**THE RECORDS:**

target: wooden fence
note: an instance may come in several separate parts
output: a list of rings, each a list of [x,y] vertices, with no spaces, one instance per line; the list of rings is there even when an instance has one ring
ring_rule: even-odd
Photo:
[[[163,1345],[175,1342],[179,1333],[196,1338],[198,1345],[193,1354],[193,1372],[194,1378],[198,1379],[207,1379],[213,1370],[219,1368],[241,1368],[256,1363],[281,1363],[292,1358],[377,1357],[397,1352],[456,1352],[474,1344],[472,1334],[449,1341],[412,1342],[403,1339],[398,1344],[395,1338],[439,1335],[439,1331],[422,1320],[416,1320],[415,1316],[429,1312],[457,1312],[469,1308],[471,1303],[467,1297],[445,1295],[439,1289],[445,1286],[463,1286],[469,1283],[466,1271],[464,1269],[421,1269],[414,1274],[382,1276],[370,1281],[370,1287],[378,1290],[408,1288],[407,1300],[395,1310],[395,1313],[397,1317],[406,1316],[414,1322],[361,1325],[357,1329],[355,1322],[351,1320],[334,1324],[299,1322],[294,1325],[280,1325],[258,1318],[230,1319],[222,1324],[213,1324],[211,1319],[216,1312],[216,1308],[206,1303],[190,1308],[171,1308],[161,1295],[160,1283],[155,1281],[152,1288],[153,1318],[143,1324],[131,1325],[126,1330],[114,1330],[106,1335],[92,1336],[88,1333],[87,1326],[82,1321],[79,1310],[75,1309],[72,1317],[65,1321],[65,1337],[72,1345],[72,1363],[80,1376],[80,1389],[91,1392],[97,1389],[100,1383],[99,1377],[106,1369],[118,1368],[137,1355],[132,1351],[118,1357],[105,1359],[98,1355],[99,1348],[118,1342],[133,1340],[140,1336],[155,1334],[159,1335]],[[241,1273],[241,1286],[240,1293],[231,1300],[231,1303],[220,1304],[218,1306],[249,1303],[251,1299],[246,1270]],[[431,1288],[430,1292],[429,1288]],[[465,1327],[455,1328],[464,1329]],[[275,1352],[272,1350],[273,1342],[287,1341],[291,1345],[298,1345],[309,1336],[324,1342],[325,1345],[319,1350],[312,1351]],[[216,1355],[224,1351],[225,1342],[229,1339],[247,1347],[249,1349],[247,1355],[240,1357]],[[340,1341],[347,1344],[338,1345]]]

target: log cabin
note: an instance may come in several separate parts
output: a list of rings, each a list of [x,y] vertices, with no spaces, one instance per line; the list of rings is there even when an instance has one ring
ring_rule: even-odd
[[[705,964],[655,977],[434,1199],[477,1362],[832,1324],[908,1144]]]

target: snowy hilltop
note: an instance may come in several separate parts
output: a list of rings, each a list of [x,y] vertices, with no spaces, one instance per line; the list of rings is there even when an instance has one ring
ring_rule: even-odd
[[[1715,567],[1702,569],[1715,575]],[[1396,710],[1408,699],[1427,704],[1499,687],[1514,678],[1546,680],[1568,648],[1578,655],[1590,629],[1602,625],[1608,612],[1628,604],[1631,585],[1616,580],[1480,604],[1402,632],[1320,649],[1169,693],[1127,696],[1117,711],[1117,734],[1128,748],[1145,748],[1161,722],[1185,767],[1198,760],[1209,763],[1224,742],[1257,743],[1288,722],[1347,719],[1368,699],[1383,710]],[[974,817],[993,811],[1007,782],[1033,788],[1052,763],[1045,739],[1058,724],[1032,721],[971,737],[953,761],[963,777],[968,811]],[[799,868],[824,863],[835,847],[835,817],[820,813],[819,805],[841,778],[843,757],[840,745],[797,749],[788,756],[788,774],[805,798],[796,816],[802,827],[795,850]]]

**YOUR INSTRUCTIONS:**
Render every record verbatim. Nothing should be left out.

**SOLUTION FOR THIS EXERCISE:**
target: wooden fence
note: an instance may come in several separate parts
output: a list of rings, each a list of [x,y] vertices, with no spaces, one instance per line; the list of rings is there even when an instance has one ring
ring_rule: even-odd
Photo:
[[[163,1345],[175,1342],[179,1333],[196,1338],[198,1345],[193,1354],[193,1372],[194,1378],[198,1379],[207,1379],[213,1370],[219,1368],[241,1368],[256,1363],[281,1363],[292,1358],[377,1357],[397,1352],[456,1352],[474,1344],[472,1334],[449,1341],[412,1342],[403,1339],[398,1344],[395,1338],[439,1335],[439,1331],[422,1320],[416,1320],[415,1316],[429,1312],[457,1312],[469,1308],[471,1303],[467,1297],[445,1295],[439,1289],[445,1286],[463,1286],[469,1283],[466,1271],[464,1269],[421,1269],[414,1274],[382,1276],[370,1281],[370,1287],[378,1290],[408,1288],[407,1300],[395,1310],[395,1313],[397,1317],[406,1316],[414,1322],[361,1325],[357,1329],[355,1322],[351,1320],[334,1324],[299,1322],[294,1325],[280,1325],[258,1318],[230,1319],[222,1324],[213,1324],[211,1319],[216,1312],[216,1308],[206,1303],[190,1308],[171,1308],[161,1295],[160,1283],[155,1281],[152,1288],[153,1318],[143,1324],[131,1325],[126,1330],[114,1330],[106,1335],[92,1336],[88,1333],[87,1326],[82,1321],[79,1310],[75,1309],[72,1317],[65,1321],[65,1337],[72,1345],[72,1363],[80,1376],[80,1389],[91,1392],[97,1389],[100,1383],[99,1377],[106,1369],[118,1368],[137,1355],[132,1351],[118,1357],[105,1359],[98,1355],[99,1348],[118,1342],[133,1340],[140,1336],[155,1334],[159,1335]],[[241,1273],[241,1286],[240,1293],[231,1300],[231,1303],[220,1304],[218,1306],[249,1303],[251,1299],[246,1270]],[[431,1288],[430,1292],[429,1288]],[[465,1327],[455,1328],[464,1329]],[[275,1352],[272,1350],[273,1342],[287,1341],[291,1345],[298,1345],[309,1336],[324,1342],[325,1345],[319,1350],[312,1351]],[[216,1355],[224,1351],[225,1342],[229,1339],[247,1347],[249,1349],[247,1355],[240,1357]],[[340,1341],[347,1344],[338,1345]]]

target: log cabin
note: an instance may come in several separate parts
output: a list of rings, each a list of [x,y] vertices, with no spaces, one instance per line; the list of rings is there even when an instance has one ring
ring_rule: even-odd
[[[705,964],[655,977],[434,1199],[477,1362],[832,1324],[908,1144]]]

target: snowy hilltop
note: an instance may come in several separate parts
output: a list of rings, each a list of [x,y] vertices, with no spaces, one instance per line; the list of rings is there even when an instance has one ring
ring_rule: even-odd
[[[1715,567],[1702,569],[1715,575]],[[1396,710],[1408,699],[1427,704],[1499,687],[1514,678],[1546,680],[1568,648],[1578,655],[1590,629],[1602,625],[1608,612],[1628,604],[1631,585],[1616,580],[1480,604],[1402,632],[1320,649],[1169,693],[1127,696],[1117,711],[1117,734],[1128,748],[1145,748],[1161,722],[1185,767],[1198,760],[1209,763],[1224,742],[1257,743],[1288,722],[1347,719],[1368,699],[1383,710]],[[974,817],[993,811],[1007,782],[1033,788],[1052,763],[1045,739],[1058,724],[1032,721],[971,737],[953,761],[963,777],[968,811]],[[799,868],[824,863],[835,847],[835,817],[820,813],[819,805],[841,778],[843,757],[840,745],[797,749],[788,756],[788,774],[805,798],[796,816],[802,827],[795,850]]]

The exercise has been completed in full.